Your goal: Keep the pictures out of the copy and repeat the records exactly.

(Stored data entries)
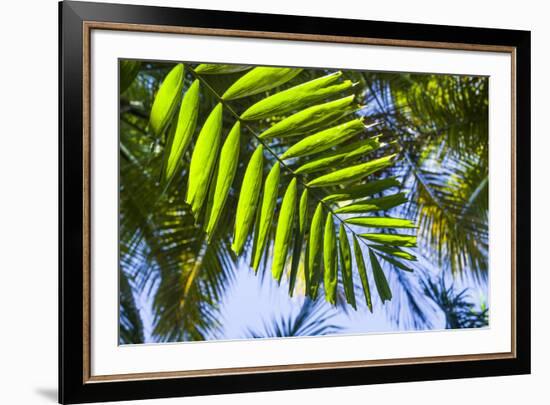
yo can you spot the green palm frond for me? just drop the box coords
[145,62,418,312]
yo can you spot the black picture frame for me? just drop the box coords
[59,1,531,403]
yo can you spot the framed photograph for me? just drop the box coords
[59,1,531,403]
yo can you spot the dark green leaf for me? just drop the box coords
[339,224,356,309]
[334,193,407,214]
[369,249,392,303]
[195,64,251,75]
[353,236,373,312]
[306,203,324,299]
[369,244,417,261]
[360,233,417,247]
[379,254,414,272]
[280,119,366,160]
[295,136,383,174]
[120,60,141,94]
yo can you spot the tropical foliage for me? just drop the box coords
[119,60,489,343]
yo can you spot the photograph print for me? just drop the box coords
[118,60,489,345]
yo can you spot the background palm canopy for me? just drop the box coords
[119,60,489,344]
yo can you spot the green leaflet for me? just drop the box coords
[360,233,417,247]
[369,249,392,302]
[323,213,338,305]
[369,244,417,261]
[289,189,308,296]
[251,163,280,270]
[353,236,372,312]
[307,203,324,299]
[185,103,223,218]
[379,254,413,272]
[259,95,357,139]
[205,121,241,238]
[120,60,141,94]
[149,63,184,136]
[334,193,408,214]
[280,119,366,160]
[161,80,200,185]
[271,178,298,281]
[345,217,416,229]
[307,154,396,187]
[295,136,383,174]
[322,177,400,203]
[232,146,264,255]
[195,64,251,75]
[241,72,352,120]
[203,160,219,237]
[339,224,356,309]
[222,67,303,100]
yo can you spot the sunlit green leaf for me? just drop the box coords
[295,136,383,174]
[280,119,366,160]
[149,63,184,135]
[241,72,352,120]
[185,103,223,217]
[251,163,280,270]
[322,177,400,203]
[259,95,357,139]
[205,121,241,237]
[360,233,417,247]
[232,146,264,255]
[345,217,416,229]
[222,67,302,100]
[161,79,200,185]
[307,154,396,187]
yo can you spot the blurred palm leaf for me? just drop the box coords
[244,297,343,338]
[360,72,488,278]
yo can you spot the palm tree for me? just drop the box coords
[362,72,489,279]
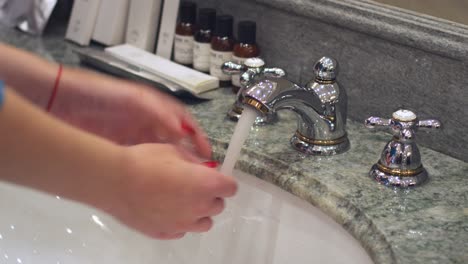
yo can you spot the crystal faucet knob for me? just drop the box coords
[365,109,441,187]
[244,57,265,68]
[392,109,417,121]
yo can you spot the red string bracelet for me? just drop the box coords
[46,64,63,112]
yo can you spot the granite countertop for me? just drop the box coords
[1,24,467,264]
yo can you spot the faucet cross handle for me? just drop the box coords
[366,109,441,140]
[417,119,442,130]
[222,58,286,87]
[365,109,442,188]
[222,58,285,122]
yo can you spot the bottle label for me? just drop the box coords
[174,34,194,64]
[231,55,247,87]
[210,50,233,81]
[193,42,211,72]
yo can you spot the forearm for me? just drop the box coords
[0,43,59,108]
[0,88,125,208]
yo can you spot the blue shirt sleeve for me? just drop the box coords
[0,80,4,109]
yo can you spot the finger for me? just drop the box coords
[175,144,204,163]
[190,130,212,160]
[201,161,219,169]
[189,217,213,233]
[140,93,186,143]
[152,232,186,240]
[211,174,238,198]
[181,118,212,159]
[206,198,225,217]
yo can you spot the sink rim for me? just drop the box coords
[212,138,396,264]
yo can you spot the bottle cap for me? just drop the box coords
[198,8,216,31]
[179,1,197,24]
[214,15,233,37]
[237,21,256,44]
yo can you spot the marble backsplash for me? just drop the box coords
[191,0,468,162]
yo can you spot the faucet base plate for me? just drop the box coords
[369,164,428,187]
[290,134,350,156]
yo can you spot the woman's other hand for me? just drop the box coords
[99,144,237,239]
[50,67,211,159]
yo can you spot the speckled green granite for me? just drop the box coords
[1,23,467,264]
[193,89,468,264]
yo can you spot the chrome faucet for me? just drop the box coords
[238,57,350,156]
[222,58,286,123]
[366,109,441,187]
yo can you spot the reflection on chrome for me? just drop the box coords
[366,109,441,187]
[240,57,350,156]
[222,58,285,124]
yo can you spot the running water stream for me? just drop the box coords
[219,107,259,175]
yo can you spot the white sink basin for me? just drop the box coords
[0,171,373,264]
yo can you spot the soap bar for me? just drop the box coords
[105,44,219,94]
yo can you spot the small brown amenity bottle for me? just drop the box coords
[174,1,197,66]
[210,15,234,87]
[193,8,216,72]
[232,21,260,93]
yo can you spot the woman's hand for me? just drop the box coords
[100,144,237,239]
[1,89,236,240]
[50,67,211,158]
[0,44,209,157]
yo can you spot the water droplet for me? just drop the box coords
[407,229,424,238]
[17,258,22,263]
[66,228,73,234]
[10,225,15,230]
[4,254,8,259]
[56,196,61,200]
[0,233,3,239]
[91,215,108,231]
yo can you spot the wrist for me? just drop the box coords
[82,143,129,214]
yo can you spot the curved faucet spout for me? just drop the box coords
[241,57,350,156]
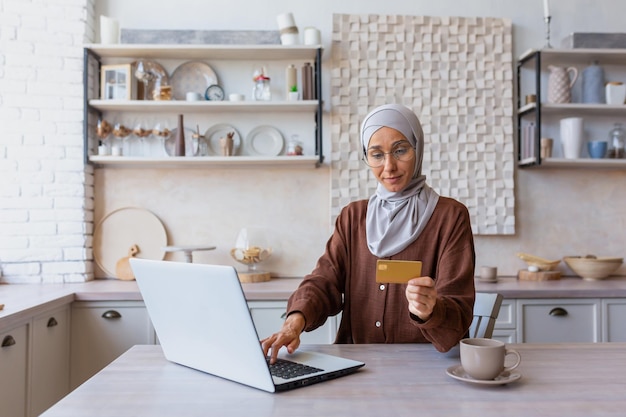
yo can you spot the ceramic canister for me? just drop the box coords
[582,62,605,104]
[560,117,584,159]
[606,82,626,105]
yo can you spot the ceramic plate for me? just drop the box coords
[170,61,218,101]
[204,124,242,156]
[93,207,167,278]
[165,127,200,156]
[245,125,284,156]
[446,364,522,386]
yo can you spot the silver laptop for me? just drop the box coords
[129,258,364,393]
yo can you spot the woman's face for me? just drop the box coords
[366,127,416,193]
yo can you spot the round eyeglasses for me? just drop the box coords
[363,144,415,168]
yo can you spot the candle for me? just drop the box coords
[543,0,550,18]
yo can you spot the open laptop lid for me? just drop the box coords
[130,258,277,392]
[131,259,364,393]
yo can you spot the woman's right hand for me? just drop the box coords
[261,312,306,364]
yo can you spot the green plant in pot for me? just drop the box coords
[288,84,299,100]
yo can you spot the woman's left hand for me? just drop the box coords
[405,276,437,321]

Problem solution:
yo can you spot the green palm frond for me? just drop the box coords
[145,62,418,312]
yo can you spot the black picture frame for me? just drop the box coords
[59,1,531,403]
yo can you spot the framed photograph for me? just drop the box coords
[59,1,531,403]
yo can you spot the dark green leaf for me? just drop the box coords
[339,224,356,309]
[334,193,407,214]
[369,249,392,303]
[195,64,251,75]
[353,236,373,312]
[306,203,324,299]
[369,244,417,261]
[360,233,417,247]
[379,254,414,272]
[280,119,366,160]
[295,136,383,174]
[120,60,141,94]
yo can you spot the tropical foliage for me? just drop the box coords
[119,60,489,343]
yo can you spot the photograph print for me? just drop the box coords
[118,60,489,345]
yo can you spot the background palm canopy for me? just drop the box coords
[119,60,489,344]
yo can you spot the green leaflet for me? just drop the box coords
[360,233,417,247]
[369,249,392,302]
[323,213,338,305]
[369,244,417,261]
[289,189,308,296]
[251,163,280,270]
[353,236,372,312]
[307,203,324,299]
[185,103,223,218]
[379,254,413,272]
[259,95,357,139]
[205,121,241,238]
[120,60,141,94]
[149,63,184,136]
[334,193,408,214]
[280,119,366,160]
[161,80,200,185]
[271,178,298,281]
[345,217,416,229]
[307,154,396,187]
[295,136,383,174]
[322,177,400,203]
[232,146,264,255]
[195,64,251,75]
[241,72,352,120]
[203,160,219,237]
[339,224,356,309]
[222,67,303,100]
yo can you spot the sunlit green leaf for me? just drop the box coords
[295,136,383,174]
[280,119,366,160]
[149,63,184,135]
[241,72,352,120]
[185,103,223,217]
[251,163,280,270]
[322,177,400,203]
[259,95,357,139]
[205,121,241,237]
[360,233,417,247]
[232,146,264,255]
[345,217,416,229]
[222,67,302,100]
[161,79,200,185]
[307,154,396,187]
yo can you spot the blurred palm leaf for me? just drop the box coords
[244,297,343,338]
[360,72,488,278]
yo can you spot the palm tree for me? just drop the box coords
[362,72,489,279]
yo can you spot the crystal faucet knob for me? just drop the box coords
[365,109,441,187]
[244,57,265,68]
[392,109,417,121]
yo can you spot the red string bracelet for me? just drop the box coords
[46,64,63,112]
yo can you spot the granite countertop for me? just drop the box coords
[1,24,467,264]
yo can you spot the faucet cross handle for me? just drop the box coords
[366,109,441,140]
[417,119,442,130]
[222,58,286,87]
[365,109,442,188]
[222,58,285,122]
yo can you spot the bottle label for me? just drop the box coords
[174,34,194,64]
[231,55,247,87]
[210,50,233,81]
[193,42,211,72]
yo can you spot the forearm for me? just drop the box coords
[0,43,59,108]
[0,88,125,208]
yo can you spot the blue shirt sleeve for me? just drop the box coords
[0,80,4,109]
yo can you spot the finger for me? just drop the box coords
[175,144,204,163]
[190,130,212,160]
[201,161,219,169]
[189,217,213,233]
[140,93,186,143]
[152,232,186,240]
[211,174,238,198]
[181,118,212,159]
[206,198,225,217]
yo can you spot the sink rim for me? just drop the box coords
[212,138,396,264]
yo can you spot the bottle cap for me? just drop the box coords
[198,8,216,31]
[179,1,197,24]
[214,15,233,37]
[237,21,256,44]
yo can you spot the marble backsplash for me? just drop the box coords
[191,0,468,162]
yo can you spot the faucet base plate for me? just drop the box coords
[369,164,428,187]
[290,134,350,156]
yo can you spot the woman's other hand for me? just drop the box coords
[99,144,237,239]
[50,67,211,159]
yo can you spot the speckled green granite for me? just drop the box coords
[1,23,467,264]
[193,89,468,264]
yo can you spot the chrome faucet for me? just drop the box coords
[238,57,350,156]
[222,58,286,123]
[366,109,441,187]
yo can you spot the reflection on chrome for me? just drop the box coords
[366,109,441,187]
[240,57,350,156]
[222,58,285,124]
yo can you spot the running water stream for me? just drop the box coords
[219,107,259,175]
yo can you spot the white sink basin for me? just drop the box coords
[0,171,373,264]
yo can you spot the soap bar for me? just drop the box coords
[105,44,219,94]
yo can you spot the small brown amenity bottle for me? just drop the box coords
[174,1,197,66]
[210,15,234,87]
[193,8,216,72]
[232,21,260,93]
yo can you spot the woman's hand for me? just drop the box coords
[100,144,237,239]
[1,89,236,240]
[50,67,211,158]
[0,44,209,157]
yo can you spot the water droplet for me? just drop the box coords
[407,229,424,238]
[17,258,22,263]
[66,228,73,234]
[10,225,15,230]
[4,254,8,259]
[56,196,61,200]
[0,233,3,239]
[91,215,108,231]
yo can you spot the wrist for me? just drop the box coords
[82,143,129,214]
yo can you spot the curved faucet spout for me? just drop the box coords
[241,57,350,156]
yo can you spot the ceramic canister for me? just drop the box coords
[582,62,605,104]
[560,117,584,159]
[606,82,626,105]
yo can you spot the ceramic plate for me? just drop the box coords
[170,61,218,101]
[204,124,242,156]
[93,207,167,278]
[165,127,200,156]
[245,125,284,156]
[446,364,522,386]
yo can you spot the silver laptop for me? just drop the box coords
[129,258,364,393]
yo can you spot the woman's face for me? just drop the box coords
[366,127,416,193]
yo can you spot the round eyeglasses for me? just drop the box coords
[363,144,415,168]
yo can you spot the candle for me? just drop the box coords
[543,0,550,18]
yo can you spot the open laptop lid for me? just drop the box coords
[130,258,277,392]
[131,259,364,393]
yo can you spot the woman's right hand for me? just drop the box coords
[261,312,306,364]
yo can you spot the green plant in pot for me? just drop the box coords
[288,84,299,100]
yo can you spot the woman's left hand for me? just drop the box coords
[405,276,437,321]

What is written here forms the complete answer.